START

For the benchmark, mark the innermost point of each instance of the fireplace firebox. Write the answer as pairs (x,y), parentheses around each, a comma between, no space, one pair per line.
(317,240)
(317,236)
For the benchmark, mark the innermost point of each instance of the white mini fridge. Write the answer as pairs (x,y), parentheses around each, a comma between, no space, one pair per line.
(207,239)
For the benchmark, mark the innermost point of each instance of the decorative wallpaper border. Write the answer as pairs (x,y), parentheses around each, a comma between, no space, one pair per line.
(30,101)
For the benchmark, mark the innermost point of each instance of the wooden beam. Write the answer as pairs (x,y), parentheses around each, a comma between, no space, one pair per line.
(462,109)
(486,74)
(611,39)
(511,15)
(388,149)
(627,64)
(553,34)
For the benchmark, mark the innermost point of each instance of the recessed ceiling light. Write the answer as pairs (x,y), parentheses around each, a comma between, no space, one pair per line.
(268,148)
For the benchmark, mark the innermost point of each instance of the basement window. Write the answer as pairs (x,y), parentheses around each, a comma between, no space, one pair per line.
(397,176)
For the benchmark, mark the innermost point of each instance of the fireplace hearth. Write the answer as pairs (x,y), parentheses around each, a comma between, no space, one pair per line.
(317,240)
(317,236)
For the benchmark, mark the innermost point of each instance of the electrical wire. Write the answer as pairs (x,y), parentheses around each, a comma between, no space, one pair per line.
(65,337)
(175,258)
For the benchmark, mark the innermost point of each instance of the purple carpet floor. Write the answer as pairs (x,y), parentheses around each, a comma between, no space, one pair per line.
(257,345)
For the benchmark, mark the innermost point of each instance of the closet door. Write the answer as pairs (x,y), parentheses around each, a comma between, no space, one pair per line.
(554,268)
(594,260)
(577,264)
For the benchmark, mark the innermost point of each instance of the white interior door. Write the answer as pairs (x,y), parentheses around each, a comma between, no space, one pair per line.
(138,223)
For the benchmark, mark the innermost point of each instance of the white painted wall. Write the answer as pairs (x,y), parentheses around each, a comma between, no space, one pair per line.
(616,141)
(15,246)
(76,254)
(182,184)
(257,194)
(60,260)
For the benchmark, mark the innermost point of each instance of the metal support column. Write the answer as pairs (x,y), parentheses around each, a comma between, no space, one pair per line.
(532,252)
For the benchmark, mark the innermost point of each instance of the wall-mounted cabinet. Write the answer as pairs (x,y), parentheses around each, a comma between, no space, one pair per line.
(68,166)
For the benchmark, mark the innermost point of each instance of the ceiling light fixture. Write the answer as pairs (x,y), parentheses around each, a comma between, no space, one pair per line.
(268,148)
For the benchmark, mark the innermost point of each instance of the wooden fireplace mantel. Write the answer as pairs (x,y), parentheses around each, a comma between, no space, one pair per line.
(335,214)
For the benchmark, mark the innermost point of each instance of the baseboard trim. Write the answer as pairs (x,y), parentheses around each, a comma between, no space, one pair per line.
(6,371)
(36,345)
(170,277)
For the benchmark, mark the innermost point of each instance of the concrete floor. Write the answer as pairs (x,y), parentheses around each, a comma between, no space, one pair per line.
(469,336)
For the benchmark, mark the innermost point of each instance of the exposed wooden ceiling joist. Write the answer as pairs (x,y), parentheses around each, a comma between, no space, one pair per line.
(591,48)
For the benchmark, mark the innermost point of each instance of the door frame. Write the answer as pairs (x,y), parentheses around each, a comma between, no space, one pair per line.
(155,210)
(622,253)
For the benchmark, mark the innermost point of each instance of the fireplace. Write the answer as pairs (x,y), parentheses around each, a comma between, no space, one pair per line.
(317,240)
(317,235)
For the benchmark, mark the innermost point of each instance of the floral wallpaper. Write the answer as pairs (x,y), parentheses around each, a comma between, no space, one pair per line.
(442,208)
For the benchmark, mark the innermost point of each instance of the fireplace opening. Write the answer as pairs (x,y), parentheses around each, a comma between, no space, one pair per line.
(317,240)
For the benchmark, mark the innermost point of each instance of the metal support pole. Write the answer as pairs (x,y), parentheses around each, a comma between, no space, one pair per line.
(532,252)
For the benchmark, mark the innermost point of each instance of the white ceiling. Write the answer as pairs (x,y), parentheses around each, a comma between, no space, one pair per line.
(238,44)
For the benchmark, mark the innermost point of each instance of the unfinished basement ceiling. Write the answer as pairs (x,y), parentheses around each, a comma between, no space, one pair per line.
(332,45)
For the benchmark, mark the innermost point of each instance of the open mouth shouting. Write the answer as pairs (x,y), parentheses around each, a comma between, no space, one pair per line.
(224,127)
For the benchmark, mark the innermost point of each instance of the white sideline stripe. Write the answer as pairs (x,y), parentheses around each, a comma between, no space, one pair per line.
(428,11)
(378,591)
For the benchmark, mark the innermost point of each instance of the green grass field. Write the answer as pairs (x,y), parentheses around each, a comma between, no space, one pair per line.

END

[BRIEF] Everything from the line containing "of the floral" through the final line of the listing, inclusive, must be reproduced exactly; leave out the rest.

[CORRECT RESULT]
For the benchmark, mark the innermost point of each instance of the floral wallpaper. Write the answer as pairs (x,y), parentheses around each, a comma between, no space, one pair per line.
(442,208)
For the benchmark, mark the innermost point of each instance of the fireplace opening. Write the answer as pairs (x,y), parentheses around each, a comma between, no space, one pair per line.
(317,240)
For the benchmark, mark the innermost point of each instance of the metal support pole. Write the answer as pairs (x,y), parentheses around each, a comma between, no space, one pair per line.
(532,252)
For the benchmark, mark the innermost point of each instance of the white ceiling. Write the answer as pairs (x,y), parentheses around each, a comma between, no space, one pair per line.
(238,44)
For the benchmark, mark the innermost point of each instance of the unfinished basement ceiling. Write the answer as pairs (x,y), parentheses around each, a comma between, no space, one pair per line.
(332,45)
For the benchmark, mark the innermost point of each instance of the open mouth shouting. Write the answer as pairs (x,y), parentheses around each, a comma between, no space, one pair per line.
(224,127)
For the benchmark, mark the innermost point of each instance of the white sideline stripe. Write the answer as pairs (x,y), parentheses around each, a comma between, no space, one pair per line.
(428,11)
(378,591)
For the benchmark, mark the innermost point of each instance of the green grass field. Write the answer as pairs (x,y), parentheses around each, a comma between, no space, one pair per line.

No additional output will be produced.